# [MATERIAL PROVIDED]
:::::

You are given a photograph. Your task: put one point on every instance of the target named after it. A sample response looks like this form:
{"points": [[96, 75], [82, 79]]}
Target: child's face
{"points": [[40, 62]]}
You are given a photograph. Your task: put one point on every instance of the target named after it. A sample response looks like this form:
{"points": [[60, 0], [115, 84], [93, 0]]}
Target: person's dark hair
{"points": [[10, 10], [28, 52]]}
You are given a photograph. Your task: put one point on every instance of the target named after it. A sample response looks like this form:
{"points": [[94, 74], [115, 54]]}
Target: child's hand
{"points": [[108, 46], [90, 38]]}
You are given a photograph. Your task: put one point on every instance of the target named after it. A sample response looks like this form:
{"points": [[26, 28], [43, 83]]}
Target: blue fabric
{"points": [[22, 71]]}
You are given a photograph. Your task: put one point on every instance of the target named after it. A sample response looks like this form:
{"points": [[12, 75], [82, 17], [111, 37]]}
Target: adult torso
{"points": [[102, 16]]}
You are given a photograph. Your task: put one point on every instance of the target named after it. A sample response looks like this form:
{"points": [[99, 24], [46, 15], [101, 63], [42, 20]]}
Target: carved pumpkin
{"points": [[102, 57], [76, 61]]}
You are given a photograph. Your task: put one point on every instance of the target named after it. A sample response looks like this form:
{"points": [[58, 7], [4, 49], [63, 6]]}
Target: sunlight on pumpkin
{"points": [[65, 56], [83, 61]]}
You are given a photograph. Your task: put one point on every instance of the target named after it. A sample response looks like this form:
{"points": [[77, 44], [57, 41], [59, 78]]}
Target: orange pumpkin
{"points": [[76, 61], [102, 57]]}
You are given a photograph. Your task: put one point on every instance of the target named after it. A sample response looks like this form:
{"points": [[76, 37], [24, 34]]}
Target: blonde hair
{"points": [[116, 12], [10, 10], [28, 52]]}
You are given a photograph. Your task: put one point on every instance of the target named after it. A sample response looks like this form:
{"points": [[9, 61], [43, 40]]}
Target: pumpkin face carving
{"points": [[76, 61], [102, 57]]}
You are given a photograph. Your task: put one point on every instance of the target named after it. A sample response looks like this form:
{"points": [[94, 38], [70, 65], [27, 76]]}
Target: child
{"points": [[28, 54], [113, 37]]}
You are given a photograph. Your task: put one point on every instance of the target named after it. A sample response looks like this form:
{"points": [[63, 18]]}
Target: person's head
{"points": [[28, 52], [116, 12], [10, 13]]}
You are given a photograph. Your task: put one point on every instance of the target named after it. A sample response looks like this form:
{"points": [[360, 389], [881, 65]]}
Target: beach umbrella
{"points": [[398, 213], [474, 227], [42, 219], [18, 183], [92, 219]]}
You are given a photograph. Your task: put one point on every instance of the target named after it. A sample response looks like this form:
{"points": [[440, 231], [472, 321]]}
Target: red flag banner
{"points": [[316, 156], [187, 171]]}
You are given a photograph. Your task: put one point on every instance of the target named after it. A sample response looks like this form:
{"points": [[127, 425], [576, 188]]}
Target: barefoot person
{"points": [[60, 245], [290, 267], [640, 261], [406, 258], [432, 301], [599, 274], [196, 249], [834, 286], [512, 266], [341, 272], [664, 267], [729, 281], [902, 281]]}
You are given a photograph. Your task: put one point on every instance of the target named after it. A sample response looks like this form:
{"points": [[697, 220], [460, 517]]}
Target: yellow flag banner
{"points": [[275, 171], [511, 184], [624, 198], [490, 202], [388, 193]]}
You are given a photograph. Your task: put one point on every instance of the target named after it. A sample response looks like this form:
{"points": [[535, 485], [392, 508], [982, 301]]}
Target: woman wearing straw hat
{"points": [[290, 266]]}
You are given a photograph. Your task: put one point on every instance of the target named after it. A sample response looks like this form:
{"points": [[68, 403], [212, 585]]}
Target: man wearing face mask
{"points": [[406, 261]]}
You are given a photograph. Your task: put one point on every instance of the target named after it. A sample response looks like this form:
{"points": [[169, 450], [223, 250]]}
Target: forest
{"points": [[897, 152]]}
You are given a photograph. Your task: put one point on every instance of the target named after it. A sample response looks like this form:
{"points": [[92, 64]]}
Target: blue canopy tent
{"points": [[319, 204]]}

:::::

# [DIRECTIONS]
Recreate the full listing above precisely.

# [SOLUTION]
You are given a photograph. Your task: put one point on every instance of the target named after it. A sample response looks like this form:
{"points": [[96, 75], [82, 79]]}
Target: child's face
{"points": [[40, 62]]}
You are given a photograph. Your task: put one point on every instance of the target named after it. A sample response looks like this form:
{"points": [[60, 0], [115, 84], [93, 0]]}
Target: person's dark hair
{"points": [[10, 10], [28, 52]]}
You are given a photograph. Your task: put one point on every instance of the target named after it. A sample response looks like this form:
{"points": [[94, 74], [115, 54]]}
Target: child's hand
{"points": [[108, 46], [90, 38]]}
You are given a photograph. Your task: put one point on every instance of the target named after it. A sample response looks like this form:
{"points": [[26, 28], [43, 83]]}
Target: blue fabric
{"points": [[22, 71]]}
You are given a photograph. Your task: put one point on every instance of the target named after it. A sample response looks like this form:
{"points": [[12, 75], [82, 17], [111, 37]]}
Target: adult torso
{"points": [[102, 16]]}
You are given a photograph. Your task: put one point on every instance of the target named after it. A sample response looks like this form:
{"points": [[99, 24], [46, 15], [101, 63], [42, 20]]}
Target: carved pumpkin
{"points": [[102, 57], [76, 61]]}
You are given a photograph. Your task: put one point on every instance of the target named after it. A sample response looks like this form:
{"points": [[58, 7], [4, 49], [63, 6]]}
Target: sunlight on pumpkin
{"points": [[65, 56], [83, 61]]}
You are given a photograph. Your task: put one point on every instance of the target named after it. A sample response looks like this form:
{"points": [[77, 44], [57, 41], [59, 78]]}
Target: orange pumpkin
{"points": [[76, 61], [102, 57]]}
You are given a photograph. Your task: put one point on every instance of the target named after it. A sample response looks like this form:
{"points": [[76, 37], [24, 34]]}
Target: blonde hair
{"points": [[116, 12], [10, 10], [28, 52]]}
You are given a photograph. Your task: put one point on every instance of the target named after it. A sample response looks like this form:
{"points": [[9, 61], [43, 40]]}
Target: pumpkin face carving
{"points": [[76, 61], [102, 57]]}
You are given a photograph. Your task: put one point on every instance of the target named after it. A sample response looks like this form:
{"points": [[94, 38], [70, 65], [27, 76]]}
Target: child
{"points": [[28, 54], [113, 37]]}
You are given a photograph. Your task: put one point on every instance of the target named after it. A sample response looks like this form:
{"points": [[63, 18]]}
Target: person's head
{"points": [[28, 52], [116, 12], [10, 13]]}
You are given a photograph. Your task: put one point on every instance of the target named after it. A sample response looks like this form:
{"points": [[360, 389], [881, 65]]}
Target: beach umbrella
{"points": [[398, 213], [474, 227], [42, 219], [18, 183], [92, 219]]}
You are given a photograph. Your task: put one point on every instance of the target named after it. A sample response looks like this form:
{"points": [[440, 231], [472, 321]]}
Target: red flag banner
{"points": [[316, 156], [187, 171]]}
You are given a photograph. Your task: put one point on every instance of the target named after it. A sample response looks like this form:
{"points": [[127, 425], [576, 188]]}
Target: barefoot person
{"points": [[60, 245], [290, 267], [640, 261], [406, 258], [432, 301], [599, 274], [196, 249], [834, 286], [512, 266], [341, 272], [664, 267], [729, 281], [902, 281]]}
You are given a photograph. Your task: put one point on every instance of the target named after it. A sample response looks like this form:
{"points": [[697, 220], [460, 517]]}
Target: yellow flag banner
{"points": [[275, 171], [511, 184], [624, 198], [490, 202], [388, 193]]}
You are given a photograph. Your task: put one point on every instance of the target named after it. A sample response looks like this form:
{"points": [[535, 485], [392, 508], [982, 301]]}
Target: woman wearing straw hat
{"points": [[290, 266]]}
You are given a photograph. Your task: put one point on every instance of the target named after it. A sample response looks like this form:
{"points": [[68, 403], [212, 585]]}
Target: man wearing face mask
{"points": [[406, 261]]}
You are given a photograph. Your task: put one point on every instance of the target named after it. A sample response looks like this form:
{"points": [[169, 450], [223, 250]]}
Target: forest
{"points": [[897, 152]]}
You are given a photograph. Your task: put one point on every instance of the target named after it. A sample response looks like this form:
{"points": [[92, 64]]}
Target: blue canopy tent
{"points": [[319, 204]]}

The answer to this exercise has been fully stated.